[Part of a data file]

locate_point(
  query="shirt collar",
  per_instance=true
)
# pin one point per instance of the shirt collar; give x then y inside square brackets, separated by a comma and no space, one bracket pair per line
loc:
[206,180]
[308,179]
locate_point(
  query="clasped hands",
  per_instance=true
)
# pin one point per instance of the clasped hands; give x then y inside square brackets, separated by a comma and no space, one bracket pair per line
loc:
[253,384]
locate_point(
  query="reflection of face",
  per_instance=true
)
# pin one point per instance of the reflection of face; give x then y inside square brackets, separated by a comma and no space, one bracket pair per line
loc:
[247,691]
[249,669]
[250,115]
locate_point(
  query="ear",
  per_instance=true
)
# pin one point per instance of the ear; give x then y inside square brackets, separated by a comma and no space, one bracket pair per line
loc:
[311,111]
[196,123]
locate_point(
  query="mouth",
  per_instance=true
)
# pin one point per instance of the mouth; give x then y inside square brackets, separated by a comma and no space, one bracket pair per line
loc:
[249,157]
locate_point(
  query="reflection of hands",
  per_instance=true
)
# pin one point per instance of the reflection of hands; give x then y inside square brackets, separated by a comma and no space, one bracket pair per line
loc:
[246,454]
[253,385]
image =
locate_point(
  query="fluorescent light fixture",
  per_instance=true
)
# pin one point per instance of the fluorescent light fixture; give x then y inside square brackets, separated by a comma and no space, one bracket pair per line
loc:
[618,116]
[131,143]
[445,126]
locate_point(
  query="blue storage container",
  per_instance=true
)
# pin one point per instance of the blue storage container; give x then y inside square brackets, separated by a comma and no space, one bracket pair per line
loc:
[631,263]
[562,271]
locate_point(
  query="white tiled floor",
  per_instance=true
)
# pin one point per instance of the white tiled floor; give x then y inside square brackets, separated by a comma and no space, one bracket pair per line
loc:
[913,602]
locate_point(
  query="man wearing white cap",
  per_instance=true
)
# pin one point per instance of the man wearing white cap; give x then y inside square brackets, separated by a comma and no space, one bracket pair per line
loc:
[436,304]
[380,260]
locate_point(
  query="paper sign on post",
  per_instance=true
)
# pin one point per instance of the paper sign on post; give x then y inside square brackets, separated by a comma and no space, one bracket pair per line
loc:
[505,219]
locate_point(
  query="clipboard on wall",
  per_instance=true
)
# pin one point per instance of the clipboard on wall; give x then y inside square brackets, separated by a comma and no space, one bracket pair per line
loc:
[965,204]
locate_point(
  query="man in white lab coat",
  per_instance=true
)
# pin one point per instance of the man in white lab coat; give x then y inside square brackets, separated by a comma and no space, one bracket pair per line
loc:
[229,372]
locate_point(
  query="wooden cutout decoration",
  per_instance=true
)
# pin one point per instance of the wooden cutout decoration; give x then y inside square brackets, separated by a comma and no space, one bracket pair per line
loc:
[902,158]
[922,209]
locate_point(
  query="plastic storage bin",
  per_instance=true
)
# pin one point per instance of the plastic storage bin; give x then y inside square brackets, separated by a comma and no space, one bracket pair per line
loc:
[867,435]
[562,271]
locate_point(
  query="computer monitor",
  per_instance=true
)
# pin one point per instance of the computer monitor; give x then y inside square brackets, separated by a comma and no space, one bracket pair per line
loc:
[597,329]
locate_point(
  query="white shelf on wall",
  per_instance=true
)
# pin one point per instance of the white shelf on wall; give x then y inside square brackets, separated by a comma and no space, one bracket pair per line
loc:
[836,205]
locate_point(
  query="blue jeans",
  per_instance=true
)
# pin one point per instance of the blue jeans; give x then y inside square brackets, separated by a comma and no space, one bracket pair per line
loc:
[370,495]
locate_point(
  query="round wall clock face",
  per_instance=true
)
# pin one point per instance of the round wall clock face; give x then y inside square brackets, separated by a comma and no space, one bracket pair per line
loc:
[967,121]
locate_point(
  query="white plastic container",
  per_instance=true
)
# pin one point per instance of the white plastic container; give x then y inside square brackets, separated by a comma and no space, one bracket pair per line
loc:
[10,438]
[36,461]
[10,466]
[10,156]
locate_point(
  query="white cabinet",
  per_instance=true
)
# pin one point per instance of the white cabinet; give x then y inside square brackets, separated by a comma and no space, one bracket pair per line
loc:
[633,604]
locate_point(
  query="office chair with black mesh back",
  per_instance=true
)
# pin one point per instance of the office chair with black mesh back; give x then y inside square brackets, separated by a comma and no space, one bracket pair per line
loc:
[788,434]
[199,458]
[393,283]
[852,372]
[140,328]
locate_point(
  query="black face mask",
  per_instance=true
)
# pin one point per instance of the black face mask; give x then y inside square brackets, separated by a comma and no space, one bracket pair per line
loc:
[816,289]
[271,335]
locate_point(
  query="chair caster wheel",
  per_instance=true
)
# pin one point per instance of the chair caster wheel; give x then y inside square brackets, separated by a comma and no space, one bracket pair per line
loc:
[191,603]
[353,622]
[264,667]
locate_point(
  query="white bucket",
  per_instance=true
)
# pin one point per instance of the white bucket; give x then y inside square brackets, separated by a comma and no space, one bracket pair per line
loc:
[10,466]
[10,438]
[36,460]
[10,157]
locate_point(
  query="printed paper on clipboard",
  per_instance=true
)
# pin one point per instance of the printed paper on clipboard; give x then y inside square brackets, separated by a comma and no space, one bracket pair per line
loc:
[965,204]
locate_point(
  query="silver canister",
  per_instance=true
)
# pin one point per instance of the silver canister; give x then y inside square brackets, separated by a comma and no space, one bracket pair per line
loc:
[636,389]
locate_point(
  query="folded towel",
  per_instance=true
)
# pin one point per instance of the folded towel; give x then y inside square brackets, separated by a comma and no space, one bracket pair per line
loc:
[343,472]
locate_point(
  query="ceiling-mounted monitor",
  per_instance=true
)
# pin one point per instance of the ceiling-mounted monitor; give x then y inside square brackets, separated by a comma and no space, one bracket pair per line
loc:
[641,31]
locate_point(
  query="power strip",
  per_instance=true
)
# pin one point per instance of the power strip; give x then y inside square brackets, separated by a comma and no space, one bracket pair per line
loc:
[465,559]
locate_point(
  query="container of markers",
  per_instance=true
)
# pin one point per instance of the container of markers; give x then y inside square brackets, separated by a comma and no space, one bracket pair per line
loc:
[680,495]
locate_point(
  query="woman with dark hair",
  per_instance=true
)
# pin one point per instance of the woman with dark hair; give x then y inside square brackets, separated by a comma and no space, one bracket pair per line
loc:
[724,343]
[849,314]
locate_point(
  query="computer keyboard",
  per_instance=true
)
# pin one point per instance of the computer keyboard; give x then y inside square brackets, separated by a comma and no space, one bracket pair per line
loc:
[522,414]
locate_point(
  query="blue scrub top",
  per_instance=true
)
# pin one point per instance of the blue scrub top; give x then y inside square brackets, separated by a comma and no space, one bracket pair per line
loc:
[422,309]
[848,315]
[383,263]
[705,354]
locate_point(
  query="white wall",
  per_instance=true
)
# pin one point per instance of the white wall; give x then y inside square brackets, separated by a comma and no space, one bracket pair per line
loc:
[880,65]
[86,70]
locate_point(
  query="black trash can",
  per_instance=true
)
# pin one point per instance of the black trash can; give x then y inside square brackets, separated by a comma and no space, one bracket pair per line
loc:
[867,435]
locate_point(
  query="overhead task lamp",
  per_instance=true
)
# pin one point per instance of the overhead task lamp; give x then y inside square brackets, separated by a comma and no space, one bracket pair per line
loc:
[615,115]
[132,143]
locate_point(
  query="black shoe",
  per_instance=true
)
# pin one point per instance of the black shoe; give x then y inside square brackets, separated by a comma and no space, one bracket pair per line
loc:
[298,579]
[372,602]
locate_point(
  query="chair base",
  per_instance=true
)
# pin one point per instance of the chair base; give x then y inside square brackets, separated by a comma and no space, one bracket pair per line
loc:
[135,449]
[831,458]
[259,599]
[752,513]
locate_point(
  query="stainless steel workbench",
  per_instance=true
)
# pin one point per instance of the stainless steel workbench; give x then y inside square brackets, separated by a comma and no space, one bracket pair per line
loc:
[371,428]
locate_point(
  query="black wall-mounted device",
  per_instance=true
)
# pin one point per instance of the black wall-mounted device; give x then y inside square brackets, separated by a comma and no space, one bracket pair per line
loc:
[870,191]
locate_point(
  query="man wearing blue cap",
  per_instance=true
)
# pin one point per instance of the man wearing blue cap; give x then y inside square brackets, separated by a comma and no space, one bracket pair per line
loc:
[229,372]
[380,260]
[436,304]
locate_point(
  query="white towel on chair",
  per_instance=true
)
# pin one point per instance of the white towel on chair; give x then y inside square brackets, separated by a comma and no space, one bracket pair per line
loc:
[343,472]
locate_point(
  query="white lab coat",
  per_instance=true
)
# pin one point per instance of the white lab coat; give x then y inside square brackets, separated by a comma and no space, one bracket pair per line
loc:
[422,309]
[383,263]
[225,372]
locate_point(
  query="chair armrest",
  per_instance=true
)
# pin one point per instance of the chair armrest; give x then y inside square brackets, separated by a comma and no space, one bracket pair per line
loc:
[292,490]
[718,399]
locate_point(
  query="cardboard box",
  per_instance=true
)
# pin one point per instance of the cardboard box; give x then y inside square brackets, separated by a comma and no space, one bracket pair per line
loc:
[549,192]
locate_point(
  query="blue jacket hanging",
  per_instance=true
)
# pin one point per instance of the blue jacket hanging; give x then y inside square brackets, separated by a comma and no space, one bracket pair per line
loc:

• _Task objective_
Gather every line of the listing that contains the string "jeans", and treat uppercase and lowercase letters as different.

• _Result of the exercise_
  query="blue jeans",
# pin one point per instance of the blue jeans; give x then y inside square brackets, separated by a comma and no space, one bracket pair per line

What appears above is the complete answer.